■ **Document passage**
[BEGIN]
The joy of ruling: an experimental investigation on collective giving

Abstract

We analyse team dictator games with different voting mechanisms in the laboratory. Individuals vote to select a donation for all group members. Standard Bayesian analysis makes the same prediction for all three mechanisms: participants should cast the same vote regardless of the voting mechanism used to determine the common donation level. Our experimental results show that subjects fail to choose the same vote. We show that their behaviour is consistent with a joy of ruling: individuals get an extra utility when they determine the voting outcome.

Appendix: Proofs

Proof of Theorem 1

1. (a)

   MAX Mechanism. Focus on the best response function of individual i to any profile of reported types \(\hat{\theta }_{-i} \). By substituting the restrictions of the maximization problem in the utility function, the best response function is obtained from the solution of the following maximization problem

   $$\begin{aligned} max_{\left\{ {\hat{\theta }_i } \right\} } U_i \left( {w-max\left\{ {\hat{\theta }_i ,\hat{\theta }_{-i} } \right\} ,n \, max\left\{ {\hat{\theta }_i ,\hat{\theta }_{-i} } \right\} } \right) \end{aligned}$$

   • Step a.1. Consider first the profile \(\hat{\theta }_{-i} =\{ {0,\ldots ,0}\}\). In this case, \(\max \{{\hat{\theta }_{-i} }\}=0\) and therefore player i’s best response solves \(\max _{\{ {\hat{\theta }_i }\}} U_i ({w-\hat{\theta }_i ,n\hat{\theta }_i})\). Given that the utility function is strictly quasi-concave, this maximisation problem has a unique solution \(g_i^{\mathrm{SD}} \).
[END]
■ **Excerpted records**
[BEGIN]
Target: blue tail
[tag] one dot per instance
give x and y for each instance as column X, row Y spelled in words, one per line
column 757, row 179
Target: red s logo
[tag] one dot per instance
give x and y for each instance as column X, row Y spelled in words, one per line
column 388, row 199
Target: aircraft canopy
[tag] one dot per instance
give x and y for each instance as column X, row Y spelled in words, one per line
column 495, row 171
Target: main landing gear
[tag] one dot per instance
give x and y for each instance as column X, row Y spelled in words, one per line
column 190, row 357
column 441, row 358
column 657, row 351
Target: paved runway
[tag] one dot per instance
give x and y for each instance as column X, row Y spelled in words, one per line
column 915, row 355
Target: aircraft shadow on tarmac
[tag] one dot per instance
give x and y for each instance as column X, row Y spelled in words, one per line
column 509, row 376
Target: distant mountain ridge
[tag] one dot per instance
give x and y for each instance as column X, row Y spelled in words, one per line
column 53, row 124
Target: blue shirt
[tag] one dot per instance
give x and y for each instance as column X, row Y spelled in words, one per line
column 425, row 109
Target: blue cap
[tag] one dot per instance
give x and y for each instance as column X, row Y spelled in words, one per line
[END]
[BEGIN]
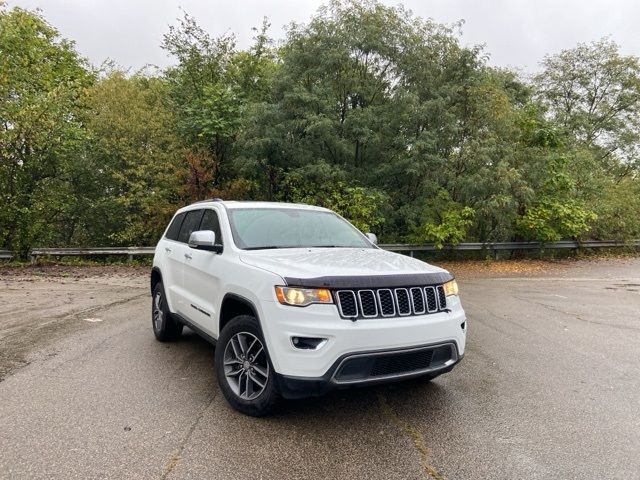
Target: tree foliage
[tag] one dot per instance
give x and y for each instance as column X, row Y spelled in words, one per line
[END]
[BEGIN]
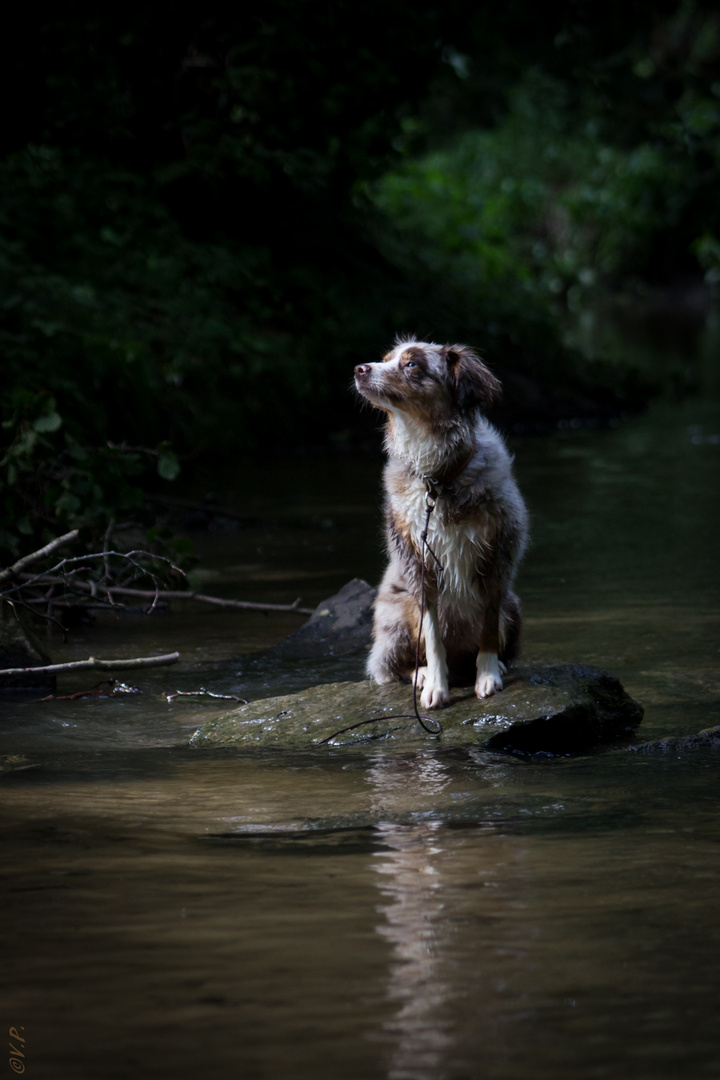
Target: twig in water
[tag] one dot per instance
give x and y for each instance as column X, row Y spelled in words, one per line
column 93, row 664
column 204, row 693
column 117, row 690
[END]
■ **Direction A**
Translate this sentence from the joy-of-ruling paper into Spanish: "Individuals vote to select a donation for all group members."
■ **Direction B**
Reproduce a passage from the joy-of-ruling paper word for word. Begin at the words "We analyse team" and stop after "the voting outcome.".
■ **Direction C**
Proceed with the joy-of-ruling paper, starting right after its last sentence.

■ **Reply A**
Los individuos votan para seleccionar una donación para todos los miembros del grupo.

■ **Reply B**
We analyse team dictator games with different voting mechanisms in the laboratory. Individuals vote to select a donation for all group members. Standard Bayesian analysis makes the same prediction for all three mechanisms: participants should cast the same vote regardless of the voting mechanism used to determine the common donation level. Our experimental results show that subjects fail to choose the same vote. We show that their behaviour is consistent with a joy of ruling: individuals get an extra utility when they determine the voting outcome.

■ **Reply C**
   • Step a.2. Focus now on those vote profiles \(\hat{\theta }_{-i} \) for which \(\max \{ {\hat{\theta }_{-i} }\}\le g_i^{\mathrm{SD}} \). In this case, player i will report \(g_i^{\mathrm{SD}}\). Hence, \(g_i^{\mathrm{SD}} \) is best response to those strategy profiles with \(\max \{ {\hat{\theta }_{-i} }\}\le g_i^{\mathrm{SD}}\).

   • Step a.3. We finally consider those vote profiles such that \(\max \{ {\hat{\theta }_{-i} } \}>g_i^{\mathrm{SD}} \). In this case, the strict quasi-concavity assures that all reported types larger than \(\max \{ {\hat{\theta }_{-i} } \}\) yield a strictly lower utility level than that associated with voting \(g_i^{\mathrm{SD}} \). This completes the proof. \(\square \)

2. (b)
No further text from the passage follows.